* _EXTRACT_:
The article itself1 defines what the authors mean by both proteinuria and refractory:
...progressive proteinuria, with [urine protein-to-creatinine] values ranging from 0.6 at initial evaluation to 5.16 at highest (reference interval, <0.2), despite medical intervention with increasing doses of benazepril HCl (0.5-1.02 mg/kg PO q12h) and control of systemic hypertension.
Proteinuria is normally quantified as a ratio of urinary protein to urinary creatinine to account for the wide fluctuations in urine concentration according to hydration status. Normally, in humans and (apparently) in dogs, there is little to no detectable protein in the urine. In certain disease conditions (most commonly: hypertension and diabetes), proteinuria tends to increase with poorly controlled blood pressure/glycemia. Proteinuria2 may represent a novel risk factor for coronary disease in humans. Angiotensin converting enzyme inhibitors (ACEI, e.g. benazepril) and angiotensin receptor blockers (ARB, e.g. telmisartan) are commonly used to mitigate proteinuria (citing a dog article this time - this benefit is widely accepted in humans).

* _REQUIRED ACTIONS_:
A) Echo the passage on proteinuria word for word, starting with "The article itself1" and going on through "of systemic hypertension.".
B) Translate this sentence from the passage on proteinuria into Spanish: "Normally, in humans and (apparently) in dogs, there is little to no detectable protein in the urine."
C) Pick up the passage on proteinuria after its last sentence and keep writing.

* _EXERCISE DATA_:
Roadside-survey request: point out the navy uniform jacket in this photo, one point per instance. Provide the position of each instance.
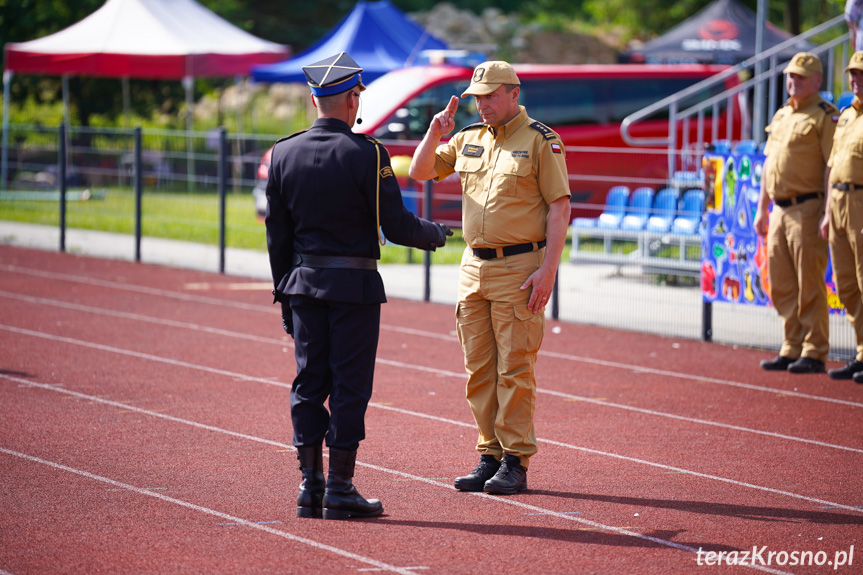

* _OUTPUTS BY TASK_:
A)
The article itself1 defines what the authors mean by both proteinuria and refractory:
...progressive proteinuria, with [urine protein-to-creatinine] values ranging from 0.6 at initial evaluation to 5.16 at highest (reference interval, <0.2), despite medical intervention with increasing doses of benazepril HCl (0.5-1.02 mg/kg PO q12h) and control of systemic hypertension.

B) Normalmente, en los humanos y (aparentemente) en los perros, hay poca o ninguna proteína detectable en la orina.

C)
The point of this article seems to be that an ARB was superior to an ACEI to decrease proteinuria in this dog.
1. Sorry, I was able to access it through a library but free text is not available without such access to my knowledge. If it is, OP please post it!
2. Also sometimes measured (as in the cited article) as albuminuria - ratio of albumin to creatinine - rather than total protein. There are subtle differences is these approaches, but they are highly correlated.